→ **Problem requirements**
Exactly as they appear, output all of the entries.

→ **Source material**
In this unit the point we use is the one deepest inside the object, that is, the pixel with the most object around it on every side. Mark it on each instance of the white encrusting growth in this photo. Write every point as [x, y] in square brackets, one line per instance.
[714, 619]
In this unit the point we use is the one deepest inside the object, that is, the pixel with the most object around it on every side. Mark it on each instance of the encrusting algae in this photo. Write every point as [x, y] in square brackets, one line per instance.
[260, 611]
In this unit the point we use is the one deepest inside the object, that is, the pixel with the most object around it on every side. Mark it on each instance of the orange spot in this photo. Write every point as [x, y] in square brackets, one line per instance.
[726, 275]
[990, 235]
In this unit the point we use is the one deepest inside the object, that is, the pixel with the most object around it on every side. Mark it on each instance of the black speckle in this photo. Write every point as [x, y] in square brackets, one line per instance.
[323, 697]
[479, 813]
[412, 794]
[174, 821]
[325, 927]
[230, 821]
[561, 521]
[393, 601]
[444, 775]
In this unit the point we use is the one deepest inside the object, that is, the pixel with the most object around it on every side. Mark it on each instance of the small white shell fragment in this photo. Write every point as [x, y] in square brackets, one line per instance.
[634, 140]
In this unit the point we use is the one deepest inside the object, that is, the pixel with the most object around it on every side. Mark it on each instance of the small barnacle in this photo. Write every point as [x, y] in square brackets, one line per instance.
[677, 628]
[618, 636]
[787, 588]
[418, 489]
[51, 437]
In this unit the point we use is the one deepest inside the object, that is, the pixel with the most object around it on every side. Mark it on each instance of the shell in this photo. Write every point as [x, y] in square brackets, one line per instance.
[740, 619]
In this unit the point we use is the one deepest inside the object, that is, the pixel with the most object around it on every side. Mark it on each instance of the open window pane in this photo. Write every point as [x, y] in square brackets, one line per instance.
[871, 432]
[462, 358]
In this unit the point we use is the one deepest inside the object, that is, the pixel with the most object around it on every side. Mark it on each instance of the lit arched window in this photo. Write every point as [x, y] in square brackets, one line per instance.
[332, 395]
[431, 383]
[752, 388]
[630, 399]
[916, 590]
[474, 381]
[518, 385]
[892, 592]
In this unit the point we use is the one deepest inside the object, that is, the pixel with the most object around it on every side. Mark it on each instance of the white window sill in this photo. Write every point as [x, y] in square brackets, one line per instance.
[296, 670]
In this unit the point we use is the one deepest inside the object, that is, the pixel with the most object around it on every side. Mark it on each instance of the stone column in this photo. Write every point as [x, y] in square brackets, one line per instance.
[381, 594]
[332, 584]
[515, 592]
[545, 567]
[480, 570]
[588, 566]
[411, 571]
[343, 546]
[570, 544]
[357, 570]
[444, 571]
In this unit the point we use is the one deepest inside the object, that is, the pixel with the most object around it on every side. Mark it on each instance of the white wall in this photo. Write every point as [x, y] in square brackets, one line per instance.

→ **The result**
In this unit the point we use is the one deepest inside the object, that is, the pixel with the most object around it on every side. Mark it on each instance of the white encrusting growth in this photo. Write every point as [x, y] in square brackets, one line per instance.
[714, 619]
In this unit the point we use is the one deepest inside the object, that is, the pixel with the most object around it on every side. Mark it on each instance of the encrusting algae in this photo. Write every point as [x, y] in square brackets, one line per instance.
[260, 611]
In this unit the point we use is the one deepest inside the object, that is, the pixel with the most object around it on every side. Mark it on each instance of the orange spot in this photo. Write every point as [x, y] in square brackets, one line per instance.
[726, 275]
[990, 235]
In this unit the point we use is the one deepest inside the object, that is, the pixel with the most object around it on every side. Mark it on each instance of the black speckle in this photo. Write every point as [x, y] in square brackets, one line per instance.
[323, 697]
[479, 813]
[412, 794]
[174, 821]
[325, 927]
[230, 821]
[561, 521]
[393, 601]
[444, 775]
In this unit the point we use is the one deepest inside the object, that is, the pixel with the most object around it on every side. Mark it on each instance of the small white shell fragment in this photo. Write every point as [x, y] in square brackets, one line per instance.
[634, 140]
In this unit the point we use is the one deepest inside the object, that is, the pixel with the most object around it on every side. Mark it on each instance of the small barnacle in this photo. Write every point as [x, y] in square brackets, one line per instance.
[677, 628]
[618, 636]
[787, 588]
[418, 489]
[51, 437]
In this unit the point we use is the one deepest inside the object, that is, the pixel with the most object around it on every side. Mark it on each instance of the shell in this photo. Write every point as [x, y] in square brackets, one line per instance.
[740, 619]
In this unit the point we use is the one deepest inside the object, that is, the pixel with the most object around it on every side. Mark it on each instance of the open window pane in this photo. Write every point as [x, y] in square brackets, one line per instance.
[871, 432]
[462, 358]
In this unit the point we use is the one deepest inside the object, that is, the pixel with the most object around it on every side. Mark it on each instance of the lit arched window in this photo. Write every point as [x, y] in square brackets, one line per instance.
[332, 395]
[431, 383]
[752, 388]
[630, 399]
[916, 590]
[474, 381]
[518, 385]
[892, 592]
In this unit the point we use is the one deepest inside the object, that is, the pixel with the most object around it on every side. Mark it on each instance of the white window sill in this photo. Write every point as [x, y] in square brackets, one line per instance.
[296, 670]
In this unit the point we use is the one deepest inside the object, that is, the pixel with the most object around it on every side. Mark it on each instance of the stone column in this photo. Write every point as [x, y] in square brackets, one line per instance.
[381, 594]
[332, 584]
[515, 592]
[545, 567]
[480, 570]
[588, 566]
[411, 571]
[343, 546]
[570, 544]
[357, 570]
[444, 571]
In this unit the point we use is the one deepest inside the object, that is, the pixel with the most object around it on every side. Mark it on each instance of the white wall in this photo. Write every point as [x, y] in square brackets, one line per instance.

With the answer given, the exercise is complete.